Supplied records >>

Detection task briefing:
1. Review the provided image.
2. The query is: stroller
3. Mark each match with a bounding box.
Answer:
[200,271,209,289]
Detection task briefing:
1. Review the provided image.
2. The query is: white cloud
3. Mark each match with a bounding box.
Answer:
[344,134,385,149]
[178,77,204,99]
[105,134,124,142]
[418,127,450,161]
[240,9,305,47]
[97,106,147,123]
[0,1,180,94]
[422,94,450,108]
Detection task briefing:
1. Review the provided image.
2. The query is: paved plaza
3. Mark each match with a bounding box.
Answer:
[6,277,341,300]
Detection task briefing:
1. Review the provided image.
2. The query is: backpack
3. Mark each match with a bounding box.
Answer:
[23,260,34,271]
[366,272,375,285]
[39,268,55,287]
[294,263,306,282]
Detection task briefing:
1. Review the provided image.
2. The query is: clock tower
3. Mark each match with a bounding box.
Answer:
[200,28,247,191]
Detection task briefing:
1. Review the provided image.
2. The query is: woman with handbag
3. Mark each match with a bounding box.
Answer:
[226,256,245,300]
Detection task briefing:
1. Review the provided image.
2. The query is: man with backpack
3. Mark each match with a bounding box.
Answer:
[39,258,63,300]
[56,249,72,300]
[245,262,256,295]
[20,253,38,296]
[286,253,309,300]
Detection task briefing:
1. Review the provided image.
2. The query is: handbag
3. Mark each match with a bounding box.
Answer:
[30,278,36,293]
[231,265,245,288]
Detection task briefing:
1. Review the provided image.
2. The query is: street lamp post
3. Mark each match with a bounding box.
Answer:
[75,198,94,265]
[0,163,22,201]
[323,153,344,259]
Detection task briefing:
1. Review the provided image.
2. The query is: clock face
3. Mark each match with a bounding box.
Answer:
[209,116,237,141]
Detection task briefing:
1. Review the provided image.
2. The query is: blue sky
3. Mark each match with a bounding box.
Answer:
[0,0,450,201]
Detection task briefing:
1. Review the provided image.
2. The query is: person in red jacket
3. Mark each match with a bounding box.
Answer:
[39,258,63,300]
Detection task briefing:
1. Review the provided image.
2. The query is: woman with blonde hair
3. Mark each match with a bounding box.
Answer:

Given instruction >>
Put every line of the listing above into a numbered list, leaving out any blank lines.

Correct output >>
1. Detection task briefing:
2. 1. Review the provided image.
3. 2. The query is: stroller
4. 3. Mark each match with a bounding box.
5. Answer:
6. [200,271,209,289]
7. Detection task briefing:
8. 1. Review the provided image.
9. 2. The query is: white cloud
10. 3. Mark each match with a bounding box.
11. Answer:
12. [344,134,385,149]
13. [178,77,204,99]
14. [105,134,124,142]
15. [418,127,450,161]
16. [240,9,305,47]
17. [97,106,147,123]
18. [0,1,180,94]
19. [422,94,450,108]
20. Detection task briefing:
21. 1. Review the provided image.
22. 2. The query is: paved plaza
23. 3. Mark each match with a bounding box.
24. Answer:
25. [6,277,341,300]
26. Detection task briefing:
27. 1. Review the provided image.
28. 2. The query is: backpack
29. 3. Mark each match with a bounding box.
30. Answer:
31. [23,260,34,271]
32. [366,272,375,285]
33. [39,268,55,287]
34. [294,263,306,282]
35. Detection task briefing:
36. 1. Review the provided image.
37. 2. The query is: clock tower
38. 3. Mark each match with a bounding box.
39. Answer:
40. [200,28,247,191]
41. Detection task briefing:
42. 1. Review the provided image.
43. 2. The query is: woman with handbag
44. 3. Mark each match with a bounding box.
45. Answer:
46. [226,256,245,300]
47. Detection task briefing:
48. 1. Review the provided image.
49. 2. The query is: man with backpack
50. 3. Mark each match with a bounding box.
51. Answer:
52. [39,258,63,300]
53. [56,249,72,300]
54. [245,262,256,295]
55. [20,253,38,296]
56. [286,253,309,300]
57. Detection task briefing:
58. 1. Review the provided image.
59. 2. The query is: handbag
60. 3. Mark each match with a bounding box.
61. Answer:
62. [30,278,36,293]
63. [231,265,245,288]
64. Detection task briefing:
65. 1. Review the provided image.
66. 2. The query is: street lamp post
67. 3. Mark each match with a bounding box.
68. Answer:
69. [75,198,94,265]
70. [0,163,22,201]
71. [323,153,344,259]
72. Detection task briefing:
73. 1. Review the provided image.
74. 2. The query is: clock face
75. 3. Mark each match with a bounding box.
76. Answer:
77. [209,116,237,141]
78. Detection task briefing:
79. 1. Review the provided image.
80. 2. The query is: blue sky
81. 3. Mark each match with a bounding box.
82. Answer:
83. [0,0,450,201]
84. Detection task briefing:
85. 1. Review the provided image.
86. 2. The query is: person in red jacket
87. 3. Mark each match with a bounding box.
88. Answer:
89. [39,258,63,300]
90. Detection task briefing:
91. 1. Review the provided image.
92. 2. The query is: woman with blonde hair
93. 3. Mark each match with a bounding box.
94. Answer:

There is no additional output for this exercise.